WHAT IS EXPECTED: Rewrite every line of the records below, requests included, starting at the line containing "green leaf ->" and ending at the end of the records. Multiply each point coordinate in the answers by 2.25 and round it to a whole number, with halves rounding up.

DATA SUPPLIED:
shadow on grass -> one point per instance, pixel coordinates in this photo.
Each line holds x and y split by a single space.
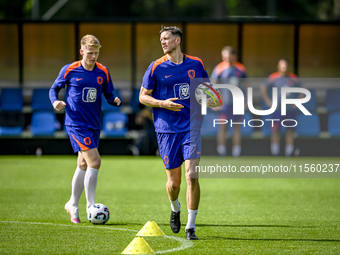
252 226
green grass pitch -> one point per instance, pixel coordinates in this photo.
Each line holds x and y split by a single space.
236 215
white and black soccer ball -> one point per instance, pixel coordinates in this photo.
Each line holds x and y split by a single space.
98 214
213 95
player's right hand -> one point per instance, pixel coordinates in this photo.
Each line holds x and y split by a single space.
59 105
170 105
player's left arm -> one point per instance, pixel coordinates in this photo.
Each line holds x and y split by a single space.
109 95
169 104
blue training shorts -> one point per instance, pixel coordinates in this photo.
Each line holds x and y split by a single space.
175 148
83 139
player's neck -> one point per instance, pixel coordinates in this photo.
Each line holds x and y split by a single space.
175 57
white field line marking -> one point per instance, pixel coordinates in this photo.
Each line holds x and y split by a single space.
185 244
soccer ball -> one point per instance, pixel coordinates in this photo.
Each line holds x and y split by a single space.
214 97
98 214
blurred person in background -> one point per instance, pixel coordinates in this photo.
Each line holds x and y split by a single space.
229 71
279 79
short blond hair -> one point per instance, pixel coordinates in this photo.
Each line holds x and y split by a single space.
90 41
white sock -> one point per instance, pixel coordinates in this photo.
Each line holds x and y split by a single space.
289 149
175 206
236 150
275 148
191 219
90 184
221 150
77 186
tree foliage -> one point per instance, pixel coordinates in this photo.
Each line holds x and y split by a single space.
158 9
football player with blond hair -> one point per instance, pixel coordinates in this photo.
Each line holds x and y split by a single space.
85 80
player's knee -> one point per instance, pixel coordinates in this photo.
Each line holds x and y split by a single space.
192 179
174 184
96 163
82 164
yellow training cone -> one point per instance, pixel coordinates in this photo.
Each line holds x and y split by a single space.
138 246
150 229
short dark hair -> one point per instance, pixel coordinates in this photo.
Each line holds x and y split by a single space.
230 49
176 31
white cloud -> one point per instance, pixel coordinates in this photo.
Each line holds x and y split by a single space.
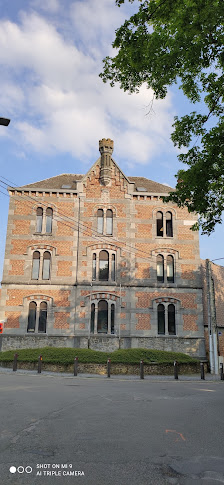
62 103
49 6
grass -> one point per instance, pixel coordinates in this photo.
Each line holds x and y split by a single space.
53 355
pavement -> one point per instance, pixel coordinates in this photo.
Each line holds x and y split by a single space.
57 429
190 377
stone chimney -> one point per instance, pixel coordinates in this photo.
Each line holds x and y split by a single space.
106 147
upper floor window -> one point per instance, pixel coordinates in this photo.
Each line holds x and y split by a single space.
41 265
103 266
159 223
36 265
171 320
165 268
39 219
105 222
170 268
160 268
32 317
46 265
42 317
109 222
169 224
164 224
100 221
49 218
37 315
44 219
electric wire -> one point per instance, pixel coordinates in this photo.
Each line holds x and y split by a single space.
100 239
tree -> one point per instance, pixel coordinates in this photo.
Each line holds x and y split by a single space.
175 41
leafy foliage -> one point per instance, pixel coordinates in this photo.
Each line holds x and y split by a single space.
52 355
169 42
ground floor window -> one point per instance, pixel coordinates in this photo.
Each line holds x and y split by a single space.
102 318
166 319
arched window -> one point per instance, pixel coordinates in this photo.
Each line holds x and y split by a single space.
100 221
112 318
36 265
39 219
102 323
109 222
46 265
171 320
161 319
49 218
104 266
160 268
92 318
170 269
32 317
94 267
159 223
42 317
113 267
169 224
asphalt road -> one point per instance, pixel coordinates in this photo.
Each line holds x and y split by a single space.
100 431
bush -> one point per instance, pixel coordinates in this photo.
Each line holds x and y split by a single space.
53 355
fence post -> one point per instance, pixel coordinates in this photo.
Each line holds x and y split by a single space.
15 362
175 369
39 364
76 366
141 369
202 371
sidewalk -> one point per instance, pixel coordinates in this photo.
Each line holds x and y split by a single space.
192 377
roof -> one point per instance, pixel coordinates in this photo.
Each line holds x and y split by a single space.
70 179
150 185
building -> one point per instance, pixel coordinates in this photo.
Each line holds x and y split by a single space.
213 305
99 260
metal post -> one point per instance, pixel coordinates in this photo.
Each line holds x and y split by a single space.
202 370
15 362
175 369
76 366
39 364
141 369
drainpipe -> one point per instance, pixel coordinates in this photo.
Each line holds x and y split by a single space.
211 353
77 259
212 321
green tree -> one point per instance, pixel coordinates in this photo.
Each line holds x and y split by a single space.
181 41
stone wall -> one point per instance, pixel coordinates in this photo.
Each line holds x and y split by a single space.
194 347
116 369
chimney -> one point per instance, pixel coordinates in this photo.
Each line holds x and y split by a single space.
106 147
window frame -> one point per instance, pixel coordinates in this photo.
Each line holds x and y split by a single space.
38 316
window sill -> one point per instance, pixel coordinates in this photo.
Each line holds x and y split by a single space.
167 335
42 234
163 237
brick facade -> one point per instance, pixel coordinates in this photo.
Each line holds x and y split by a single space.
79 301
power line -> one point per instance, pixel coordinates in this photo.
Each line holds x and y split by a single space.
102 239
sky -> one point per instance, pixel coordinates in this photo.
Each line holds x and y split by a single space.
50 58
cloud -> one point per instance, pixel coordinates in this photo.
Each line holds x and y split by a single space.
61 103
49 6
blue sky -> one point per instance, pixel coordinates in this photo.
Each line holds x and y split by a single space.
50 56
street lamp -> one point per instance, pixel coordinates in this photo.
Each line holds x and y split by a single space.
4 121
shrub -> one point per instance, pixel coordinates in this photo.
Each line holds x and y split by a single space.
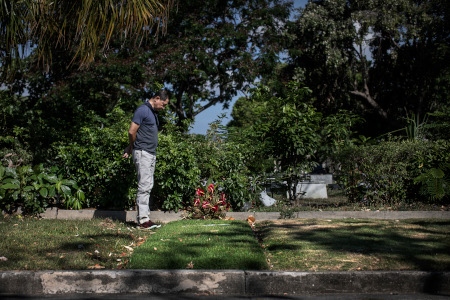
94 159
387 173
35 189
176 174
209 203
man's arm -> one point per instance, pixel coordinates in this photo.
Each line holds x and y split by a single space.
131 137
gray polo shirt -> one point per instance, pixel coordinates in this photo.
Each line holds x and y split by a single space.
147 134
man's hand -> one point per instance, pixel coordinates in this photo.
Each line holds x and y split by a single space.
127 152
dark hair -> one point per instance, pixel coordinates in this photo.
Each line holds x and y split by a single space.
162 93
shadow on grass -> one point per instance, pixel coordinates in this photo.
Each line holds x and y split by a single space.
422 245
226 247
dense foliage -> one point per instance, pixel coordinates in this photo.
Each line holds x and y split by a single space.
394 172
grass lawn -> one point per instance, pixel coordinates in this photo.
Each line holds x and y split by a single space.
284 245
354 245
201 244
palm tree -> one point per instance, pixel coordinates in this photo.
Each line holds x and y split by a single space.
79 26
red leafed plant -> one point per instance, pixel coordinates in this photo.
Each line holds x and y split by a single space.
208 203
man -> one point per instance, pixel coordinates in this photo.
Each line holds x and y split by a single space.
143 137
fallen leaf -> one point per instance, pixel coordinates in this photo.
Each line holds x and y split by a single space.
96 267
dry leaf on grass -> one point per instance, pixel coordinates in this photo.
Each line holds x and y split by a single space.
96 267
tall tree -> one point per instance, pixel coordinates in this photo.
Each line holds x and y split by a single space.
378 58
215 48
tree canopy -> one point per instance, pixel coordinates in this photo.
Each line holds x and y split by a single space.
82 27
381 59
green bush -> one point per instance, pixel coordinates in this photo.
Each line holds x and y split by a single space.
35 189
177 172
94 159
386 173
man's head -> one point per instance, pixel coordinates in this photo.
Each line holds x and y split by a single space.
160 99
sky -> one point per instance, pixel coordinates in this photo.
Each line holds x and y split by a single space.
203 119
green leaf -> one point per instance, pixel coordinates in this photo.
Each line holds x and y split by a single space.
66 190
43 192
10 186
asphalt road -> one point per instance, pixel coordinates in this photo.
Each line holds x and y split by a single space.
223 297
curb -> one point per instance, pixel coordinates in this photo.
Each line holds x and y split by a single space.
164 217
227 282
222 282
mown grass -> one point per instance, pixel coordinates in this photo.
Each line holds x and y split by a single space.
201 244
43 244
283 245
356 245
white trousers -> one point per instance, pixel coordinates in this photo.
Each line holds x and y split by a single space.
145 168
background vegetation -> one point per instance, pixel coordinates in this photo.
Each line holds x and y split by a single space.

PROBLEM SOLUTION:
green leaf -> one point per instance, pixel coordinates in this photo.
Each line holds x and y split by a single space.
149 428
97 432
23 419
asphalt road -> one point per instance, pixel coordinates in this photo.
Each line holds x and y split by a single space.
502 668
curb -> one point per instance, pixel coordinates in this photo.
Each line holds x and y split by a single space.
369 488
511 635
500 635
mown grass -> one point per instance, pixel coordinates in this photo.
Each line holds x and y split by a single space.
452 549
97 549
637 551
801 551
white trousers -> one point per instance, pixel coordinates in this photo.
Each line holds x and y split by a single space.
326 378
background vegetation -> one point per instance, pixel coordinates in this photo.
Each line holds x and y split by a single space.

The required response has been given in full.